奈良・法起寺【世界文化遺産】【史跡名勝天然記念物】
創建年
- 不明
- 推定:638年(舒明天皇10年)
山号
- 岡本山
宗派
- 聖徳宗
本尊
- 十一面観音菩薩
創建年
- 舒明天皇10年(638年)
発願者
- 聖徳太子
- 山背大兄王
造営指揮(創建)
- 福亮(僧侶)
別称
- 岡本尼寺・岡本寺・池後寺・池後尼寺
札所指定番号
- 聖徳太子霊跡・17番
- 大和北部八十八ヶ所霊場・第52番
史跡名勝天然記念物指定年月日
- 1993年11月30日(平成5年11月30日)
法起寺の読み方
現在の法起寺は「ほっきじ」「ほうきじ」と読みます。
現在では法起寺の読み方が統一され、正式名として「ほうきじ」と呼称するのが正しいようです。
法起寺の別名
かつてに法起寺には別称があり「岡本尼寺・岡本寺・池後寺・池後尼寺」とも呼称されていたようです。
法起寺の歴史・由来
奈良時代(飛鳥時代)
創建以後、奈良時代の法起寺は「聖徳太子」の名前と庇護のもと、繁栄を極めており、法隆寺と並び政治的な中心地であったと云われています。
法起寺は、現今に至っても付近に位置する法隆寺の管理下の寺院であり、法隆寺同様に世界遺産に指定登録されている寺院です。
その他、周囲を含めた景観が古来の姿を留めており、何より世界遺産に指定登録されていることから国指定の「史跡名勝天然記念物」にも登録されています。
法起寺の創建は古く、638年(舒明天皇10年)と伝えられており、中国・呉の出身の「福亮(ふくりゅう)」・俗称「熊凝(くまごり)」と呼ばれた僧侶によって創建されています。
創建当初の法起寺は「弥勒像」が1つと像を覆うお堂(金堂)だけが建立されていました。
685年(天武天皇14年)になると恵施(えせ)と呼称された僧侶によって三重塔の造営され、706年(慶雲3年)には塔の頂にある「露盤(ろばん)」が設置されています。
平安時代
1081年(永保元年/平安時代後期)には京都から官使が下向し、塔の露盤の刻銘を模写しています。また、この頃、九輪(相輪)の1個が盗難に遭っています。
平安時代中期から鎌倉時代にかけて境内は荒廃し、以後、江戸時代の再建まで田園地帯に飲まれた荒廃した姿だったようです。
鎌倉時代
1233年(天福元年)には塔の相輪の覆鉢(ふくばち)を破壊して法隆寺聖霊院の梵鐘が鋳造されています。
江戸時代
1558年から1570年頃の戦火の類焼により境内は三重塔と本堂を残して灰燼に帰し、その上、法隆寺も衰退したことから、以後、江戸時代まで再建されることなく荒廃して行くことになります。

• 資料:
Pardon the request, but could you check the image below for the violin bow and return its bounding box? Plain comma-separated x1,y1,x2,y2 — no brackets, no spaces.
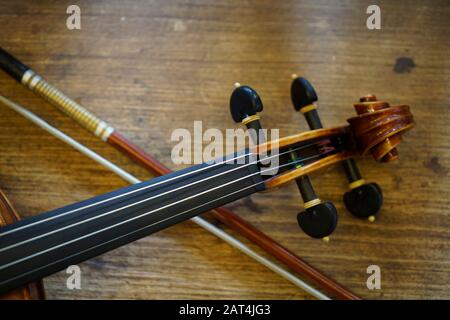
0,95,338,300
0,48,361,300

• 作業内容:
- 1) 法起寺の解説文にある次の一文を英語に訳してください。「創建当初の法起寺は「弥勒像」が1つと像を覆うお堂(金堂)だけが建立されていました。」
- 2) 法起寺の解説文に基づき、次の問いに答えてください。
(a) 法起寺の本尊は何ですか。
(b) 685年(天武天皇14年)に三重塔を造営した僧侶は何と呼称されていますか。
(c) 1233年(天福元年)に塔の相輪の覆鉢を破壊して鋳造されたものは何ですか。
- 3) 法起寺の解説文の続きを、最後の文の後から補ってください。

• 課題別解答:
- 1) At the time of its founding, Hōkiji consisted only of a single Maitreya statue and the hall that housed it (the Kondō, or Golden Hall).

- 2)
(a) 十一面観音菩薩
(b) 恵施(えせ)
(c) 法隆寺聖霊院の梵鐘

- 3)
その約80年ほど経た1678年(延宝6年)に、法起寺の僧侶・真政圓忍(しんせいえんにん)が浄財を集めて三重塔の修理を行い、以降も浄財を集めつづけて1694年(元禄7年)には「講堂」の再建に成功しています。
その後の1863年(文久3年)に聖天堂が造営され再び、従来の繁栄を取り戻して行きます。
よって現在見ることのできる法起寺の姿は、先述した江戸時代の後期に再建時の姿になります。
昭和時代
1982年(昭和57年)には、境内に「収蔵庫」が造営され、本尊である重要文化財の「十一面観音菩薩像」が遷され安置されています。
平成時代
1993年には日本初となる「ユネスコ世界遺産(世界文化遺産)」に「法隆寺地域の仏教建造物」の一角として堂々、登録指定を受けています。
「露盤」の銘文に記載された「岡本宮」の存在
おおよその建造物には、その建造物に造営に携わった職人たちの手によって、建造物のパーツの裏側などに造営年や職人の名前が落書き調で記載されていることがあります。
それがこの法起寺の三重塔の「露盤(ろばん)」から見つかっており、この露盤に刻まれた内容から法起寺の草創した年代が判明したそうです。
現在に至っては、当初の露盤は存在しないことから法起寺の創建年は不明とされてきましたが、1931年に会津八一と言う学者が発表した論文よって706年の創建は間違いではないと発表されています。
この説が正しいとするのであれば、法起寺の前身には寺院ではなく宮殿が造営されており、岡本宮と呼称されていたことになります。
後に聖徳太子の息子の「山背大兄王(やましろのおおえのお)」によって「岡本宮」から「岡本寺」へと改名されており、宮殿を中心とした伽藍が形成されていたと言われています。
法起寺の歴史(年表)
奈良時代
606年 | 聖徳太子、法華経を岡本宮で講義。 |
622年 | 2月22日、太子死去。太子の遺命により岡本宮(山本宮)を寺院へ改築。山背大兄王、大和国田12町、近江国30町を施入す。 |
638年 | 福亮、聖徳太子のために弥勒菩薩1体の造立を発願。時同じく金堂を建造す。 |
685年 | 685年、恵施、伽藍の構想を練る。堂塔の建造を発願。 |
706年 | 3月、三重塔の露盤を制作。 |
724年〜49年 | 岡本尼寺に観音銅像12体の存在が確認される。 |
747年 | 法隆寺資財帳に池後尼寺と記載。 |
771年 | 封戸百戸の施入あり。 |
平安時代
1057年〜67年 | 岡本院、講堂修理に際し、新堂院より寄進あり。 |
1081年 | 2月7日、官使が下向、岡本寺塔の露盤銘を書き写す。 |
1109年〜32年 | 岡本寺、三重塔の相輪が盗難に遭う。以後、地盤、覆鉢を撤去し、法隆寺の蔵へ収納す。 |
1147年 | 岡本寺、講堂が修理される。 |
鎌倉時代
1233年 | 12月4日、岡本寺、三重塔の伏鉢を取り外し法隆寺聖堂院内の鏡を鋳造す。 |
1262年 | 6月10日、岡本寺、三重塔の修理上棟。法隆寺に保管していた露盤を上げる。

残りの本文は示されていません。